Work item:
What is the number of lines in the data below that hold the word "light"? Give nothing beyond that number.
Supplied data: Begin
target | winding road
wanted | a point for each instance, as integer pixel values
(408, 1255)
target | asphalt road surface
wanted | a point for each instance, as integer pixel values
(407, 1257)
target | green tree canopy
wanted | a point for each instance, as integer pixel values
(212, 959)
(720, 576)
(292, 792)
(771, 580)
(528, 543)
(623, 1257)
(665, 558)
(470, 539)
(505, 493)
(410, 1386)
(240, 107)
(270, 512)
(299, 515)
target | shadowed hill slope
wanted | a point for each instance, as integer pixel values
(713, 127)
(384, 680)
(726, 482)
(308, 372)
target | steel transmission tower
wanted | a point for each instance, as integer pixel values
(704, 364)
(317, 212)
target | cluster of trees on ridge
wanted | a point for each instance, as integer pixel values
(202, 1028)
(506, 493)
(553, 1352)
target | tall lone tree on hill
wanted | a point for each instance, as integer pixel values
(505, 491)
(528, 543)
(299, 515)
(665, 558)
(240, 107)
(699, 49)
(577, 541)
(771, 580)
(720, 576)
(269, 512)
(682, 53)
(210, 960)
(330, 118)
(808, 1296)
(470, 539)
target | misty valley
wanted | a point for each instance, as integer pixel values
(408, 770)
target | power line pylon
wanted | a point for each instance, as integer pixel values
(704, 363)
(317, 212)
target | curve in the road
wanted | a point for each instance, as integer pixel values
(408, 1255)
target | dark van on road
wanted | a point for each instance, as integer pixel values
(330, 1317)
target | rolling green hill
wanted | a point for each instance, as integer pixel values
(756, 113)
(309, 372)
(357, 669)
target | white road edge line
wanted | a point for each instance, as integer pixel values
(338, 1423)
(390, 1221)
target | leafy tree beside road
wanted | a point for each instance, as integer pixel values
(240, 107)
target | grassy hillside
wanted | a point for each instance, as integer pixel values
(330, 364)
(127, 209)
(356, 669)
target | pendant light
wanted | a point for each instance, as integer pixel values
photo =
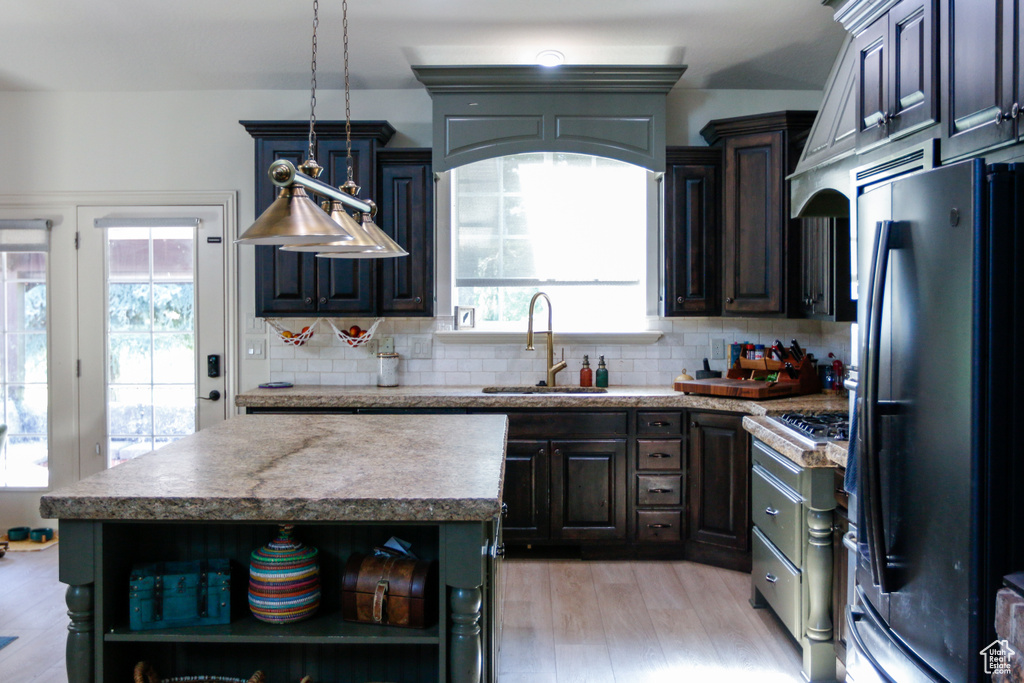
(370, 241)
(293, 218)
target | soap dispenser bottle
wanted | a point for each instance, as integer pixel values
(602, 373)
(586, 374)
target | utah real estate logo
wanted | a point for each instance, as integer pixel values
(997, 655)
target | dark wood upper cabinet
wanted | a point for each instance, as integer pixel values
(896, 70)
(294, 284)
(981, 78)
(692, 231)
(760, 242)
(719, 481)
(406, 200)
(824, 269)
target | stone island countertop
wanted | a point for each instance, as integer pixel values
(306, 468)
(313, 396)
(830, 455)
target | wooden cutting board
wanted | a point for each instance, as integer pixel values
(738, 388)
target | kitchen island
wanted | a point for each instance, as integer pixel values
(348, 483)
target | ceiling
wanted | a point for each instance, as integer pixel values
(127, 45)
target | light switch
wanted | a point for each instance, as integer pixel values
(254, 349)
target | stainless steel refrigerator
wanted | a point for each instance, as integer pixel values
(939, 420)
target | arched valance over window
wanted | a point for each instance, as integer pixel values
(485, 112)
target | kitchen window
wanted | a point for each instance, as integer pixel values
(576, 226)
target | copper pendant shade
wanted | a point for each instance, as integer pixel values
(360, 240)
(388, 248)
(294, 219)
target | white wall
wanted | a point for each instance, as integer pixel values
(52, 142)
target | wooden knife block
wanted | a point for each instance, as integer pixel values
(741, 381)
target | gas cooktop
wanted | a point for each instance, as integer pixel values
(817, 428)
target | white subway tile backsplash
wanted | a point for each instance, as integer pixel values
(326, 359)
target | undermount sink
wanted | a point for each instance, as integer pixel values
(545, 389)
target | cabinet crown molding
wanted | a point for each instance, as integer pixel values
(576, 78)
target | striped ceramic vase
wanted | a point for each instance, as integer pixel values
(284, 580)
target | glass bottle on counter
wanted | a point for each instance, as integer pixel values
(602, 373)
(586, 374)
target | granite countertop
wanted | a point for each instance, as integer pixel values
(473, 396)
(306, 468)
(830, 455)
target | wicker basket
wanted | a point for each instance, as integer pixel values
(144, 673)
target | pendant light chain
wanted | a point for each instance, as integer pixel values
(312, 83)
(348, 112)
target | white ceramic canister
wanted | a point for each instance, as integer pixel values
(387, 369)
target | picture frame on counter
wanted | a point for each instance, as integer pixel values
(465, 317)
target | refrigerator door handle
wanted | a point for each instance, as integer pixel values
(852, 616)
(869, 425)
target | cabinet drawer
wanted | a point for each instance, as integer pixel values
(777, 512)
(659, 526)
(779, 466)
(659, 455)
(659, 489)
(559, 425)
(777, 581)
(659, 423)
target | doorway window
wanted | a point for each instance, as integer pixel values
(151, 326)
(572, 225)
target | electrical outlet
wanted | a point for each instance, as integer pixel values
(421, 345)
(717, 349)
(255, 325)
(254, 349)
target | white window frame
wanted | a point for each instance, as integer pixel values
(444, 274)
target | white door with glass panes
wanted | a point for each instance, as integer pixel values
(153, 337)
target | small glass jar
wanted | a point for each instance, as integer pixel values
(387, 369)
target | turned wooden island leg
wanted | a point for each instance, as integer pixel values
(77, 570)
(819, 650)
(80, 633)
(465, 546)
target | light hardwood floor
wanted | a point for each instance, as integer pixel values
(573, 622)
(565, 622)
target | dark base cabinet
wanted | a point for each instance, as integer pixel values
(621, 483)
(719, 466)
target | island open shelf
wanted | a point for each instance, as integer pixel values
(347, 483)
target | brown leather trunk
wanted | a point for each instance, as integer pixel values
(392, 591)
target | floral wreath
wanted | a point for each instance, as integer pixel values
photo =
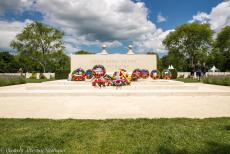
(89, 74)
(144, 74)
(166, 74)
(155, 74)
(99, 71)
(136, 74)
(78, 75)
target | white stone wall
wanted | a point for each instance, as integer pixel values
(28, 75)
(113, 62)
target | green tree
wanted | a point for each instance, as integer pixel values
(189, 43)
(221, 50)
(159, 63)
(36, 42)
(8, 63)
(82, 52)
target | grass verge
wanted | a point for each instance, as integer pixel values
(217, 80)
(37, 80)
(188, 80)
(118, 136)
(6, 80)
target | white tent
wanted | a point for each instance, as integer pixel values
(170, 67)
(214, 69)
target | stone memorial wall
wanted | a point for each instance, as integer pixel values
(113, 62)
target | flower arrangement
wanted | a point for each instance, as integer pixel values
(99, 71)
(78, 75)
(166, 74)
(144, 73)
(89, 74)
(136, 75)
(155, 74)
(120, 78)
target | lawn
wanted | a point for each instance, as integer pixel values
(37, 80)
(145, 136)
(188, 80)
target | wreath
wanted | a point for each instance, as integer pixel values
(99, 71)
(99, 82)
(136, 75)
(120, 78)
(155, 74)
(144, 74)
(89, 74)
(166, 74)
(78, 75)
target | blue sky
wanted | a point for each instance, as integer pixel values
(117, 23)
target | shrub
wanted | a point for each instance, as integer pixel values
(218, 80)
(174, 73)
(62, 74)
(6, 80)
(42, 76)
(33, 76)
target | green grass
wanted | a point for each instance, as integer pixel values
(37, 80)
(6, 80)
(166, 136)
(188, 80)
(217, 80)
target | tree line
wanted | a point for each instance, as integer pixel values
(193, 43)
(39, 48)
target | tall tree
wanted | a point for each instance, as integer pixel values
(191, 42)
(82, 52)
(221, 50)
(36, 41)
(8, 63)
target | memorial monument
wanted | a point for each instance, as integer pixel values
(112, 62)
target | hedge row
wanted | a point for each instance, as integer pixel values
(218, 80)
(6, 80)
(62, 74)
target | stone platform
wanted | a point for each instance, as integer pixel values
(143, 99)
(140, 88)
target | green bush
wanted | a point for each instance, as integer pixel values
(33, 76)
(6, 80)
(62, 74)
(42, 76)
(218, 80)
(174, 73)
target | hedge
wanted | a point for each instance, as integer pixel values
(218, 80)
(62, 74)
(6, 80)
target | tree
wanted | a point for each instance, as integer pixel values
(37, 41)
(221, 49)
(191, 42)
(82, 52)
(8, 63)
(159, 63)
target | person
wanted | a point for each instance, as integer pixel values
(198, 70)
(204, 69)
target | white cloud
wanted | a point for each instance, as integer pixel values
(108, 22)
(161, 18)
(93, 22)
(201, 17)
(9, 30)
(218, 18)
(152, 42)
(14, 5)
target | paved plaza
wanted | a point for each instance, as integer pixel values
(63, 99)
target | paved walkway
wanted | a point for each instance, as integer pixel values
(104, 107)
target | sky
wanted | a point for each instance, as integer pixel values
(88, 24)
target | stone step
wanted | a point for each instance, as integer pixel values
(140, 82)
(131, 87)
(111, 92)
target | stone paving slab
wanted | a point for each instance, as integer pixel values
(49, 100)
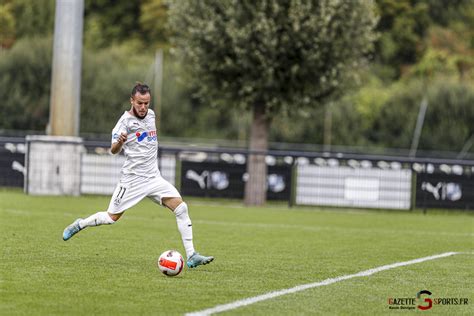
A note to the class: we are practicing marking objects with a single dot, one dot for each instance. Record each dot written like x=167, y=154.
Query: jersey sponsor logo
x=149, y=136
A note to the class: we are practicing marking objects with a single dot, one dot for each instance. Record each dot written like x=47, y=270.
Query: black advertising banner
x=11, y=168
x=440, y=190
x=221, y=179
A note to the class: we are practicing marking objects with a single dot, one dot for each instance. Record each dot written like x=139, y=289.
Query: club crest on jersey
x=149, y=136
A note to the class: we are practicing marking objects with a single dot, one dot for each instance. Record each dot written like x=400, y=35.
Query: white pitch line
x=299, y=288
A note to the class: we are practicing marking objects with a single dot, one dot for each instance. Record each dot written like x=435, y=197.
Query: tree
x=270, y=57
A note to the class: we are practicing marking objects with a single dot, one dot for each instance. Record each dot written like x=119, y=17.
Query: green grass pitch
x=111, y=270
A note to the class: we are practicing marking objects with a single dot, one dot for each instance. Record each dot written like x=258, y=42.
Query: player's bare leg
x=100, y=218
x=185, y=228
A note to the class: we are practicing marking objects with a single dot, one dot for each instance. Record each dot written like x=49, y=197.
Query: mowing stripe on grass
x=270, y=295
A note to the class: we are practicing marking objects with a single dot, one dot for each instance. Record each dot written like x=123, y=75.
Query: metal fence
x=298, y=177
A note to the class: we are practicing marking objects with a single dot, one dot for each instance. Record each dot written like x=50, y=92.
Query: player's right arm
x=117, y=145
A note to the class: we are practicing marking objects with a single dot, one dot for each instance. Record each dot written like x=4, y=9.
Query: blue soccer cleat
x=197, y=260
x=71, y=230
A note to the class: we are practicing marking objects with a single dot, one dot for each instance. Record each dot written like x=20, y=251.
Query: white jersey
x=141, y=147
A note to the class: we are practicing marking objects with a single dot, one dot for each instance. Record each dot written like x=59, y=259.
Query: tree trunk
x=256, y=185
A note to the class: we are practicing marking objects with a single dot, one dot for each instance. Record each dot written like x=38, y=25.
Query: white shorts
x=132, y=189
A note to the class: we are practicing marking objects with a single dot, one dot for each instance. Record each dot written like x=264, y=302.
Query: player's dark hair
x=140, y=88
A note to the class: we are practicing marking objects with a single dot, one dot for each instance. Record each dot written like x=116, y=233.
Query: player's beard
x=138, y=115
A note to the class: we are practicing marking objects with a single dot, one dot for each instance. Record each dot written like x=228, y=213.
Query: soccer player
x=135, y=133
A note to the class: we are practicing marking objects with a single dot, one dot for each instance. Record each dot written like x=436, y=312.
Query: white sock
x=185, y=228
x=100, y=218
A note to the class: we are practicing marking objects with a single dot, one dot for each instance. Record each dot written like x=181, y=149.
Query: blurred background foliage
x=424, y=49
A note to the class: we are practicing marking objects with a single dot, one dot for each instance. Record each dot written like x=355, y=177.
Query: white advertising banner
x=350, y=187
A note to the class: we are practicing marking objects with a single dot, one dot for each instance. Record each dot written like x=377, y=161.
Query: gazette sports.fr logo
Supplied data: End
Task response:
4